━━━━━ Extract provided

# Reinforcement Learning Python Workshop 

In this notebook, we aim to explore the concepts/frameworks for developing reinforcement learning models and learn more about their applications in solving IoT related problems.

### Firstly, what is Reinforcement Learning?

Reinforcement Learning is a machine learning paradigm that trains an "agent" by rewarding desired behavior and punishing undesired behavior. Essentially, the agent's job is to complete a task within its given "environment", but rather than directly giving the agent instructions on the best way to do so, the agent interacts with the environment by exploring each possible "state". As the agent performs different "actions" to reach each state, it will receive "rewards" or penalties and learn the patterns of the environment. As it continues to learn, the RL agent will attempt to maximize the total rewards it receives in its environment, in transitioning from the very first state to the very last state.

Some key terms to know when working with RL:

| Key Terms | Definitions |
|:--------:|:--------:|
|  Agent   |  The learner/decision maker that interacts with the environment   |
|  Environment   |  The external sytem that the RL agent interacts with   |
|  State   |  A representation of a scenario/condition in the environment   |
|  Action   |  A set of decisions the RL agent can make, given its current state   |
|  Reward   |  A numerical value that the environment provides as feedback to the RL agent, based on the action. Positive value implies desired behavior, negative value implies undesired behavior   |

A brief diagram showing the RL process:

![Reinforcement-learning-process.png](attachment:Reinforcement-learning-process.png)

━━━━━━━━━━
━━━━━ Dataset rows

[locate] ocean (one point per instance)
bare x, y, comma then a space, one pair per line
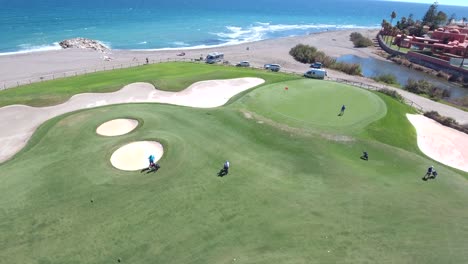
31, 25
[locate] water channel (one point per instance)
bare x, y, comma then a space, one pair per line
372, 67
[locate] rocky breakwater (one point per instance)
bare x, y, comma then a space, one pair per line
83, 43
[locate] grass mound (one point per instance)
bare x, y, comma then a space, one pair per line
290, 196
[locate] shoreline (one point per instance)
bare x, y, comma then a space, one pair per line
34, 65
55, 46
25, 68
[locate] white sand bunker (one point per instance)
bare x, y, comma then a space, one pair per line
117, 127
134, 156
441, 143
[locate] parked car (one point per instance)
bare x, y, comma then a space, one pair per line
316, 73
243, 64
316, 65
272, 67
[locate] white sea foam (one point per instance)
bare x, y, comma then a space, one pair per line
28, 48
259, 31
180, 43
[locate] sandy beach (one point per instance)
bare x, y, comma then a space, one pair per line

━━━━━━━━━━

Given instruction 1 => Using the reinforcement learning workshop notebook above the rows, decide whether each statement agrees with it: (a) the agent receives direct instructions on the best way to complete its task; (b) a negative reward value signals undesired behavior; (c) a state is a numerical value that the environment sends as feedback. For each, answer yes or no and quote the deciding words.
Given instruction 2 => Continue the reinforcement learning workshop notebook from the point after its diagram.

Right answer 1 =>
(a) No: "rather than directly giving the agent instructions on the best way to do so, the agent interacts with the environment by exploring each possible "state""
(b) Yes: "negative value implies undesired behavior"
(c) No: "A representation of a scenario/condition in the environment"

Right answer 2 =>
### How can we apply Reinforcement Learning to an IoT application?

The Internet of Things (IoT) sector refers to the network of interconnected devices with sensors, processing ability and advanced software technologies that allow data transmission to other devices/servers through various communication protocols. Reinforcement Learning can be used in many ways to automate and optimize these processes. 

Imagine a scenario where we want to train a self-driving car, rigged with IoT sensors/cameras/GPS, to autonomously drive a target distance down the highway, while minimizing the chance of colliding into other obstacles. How could we create a basic RL model to simulate this scenario?

In [102]:
# Loading in some basic Python libraries
# Make sure to run pip install gym beforehand to get the gym package
import gym
from gym import spaces
import numpy as np

### Implementing the RL Environment

Let's begin by defining an RL environment for the autonomous driving scenario, described above. 

Using the data generated by the IoT devices on the car, such as the vehicle position, vehicle speed, target position, current lane, obstacle position, etc., the vehicle can respond with actions like lane changing left/right or speeding up/slowing down. These describe the state (observation) and action spaces of the environment.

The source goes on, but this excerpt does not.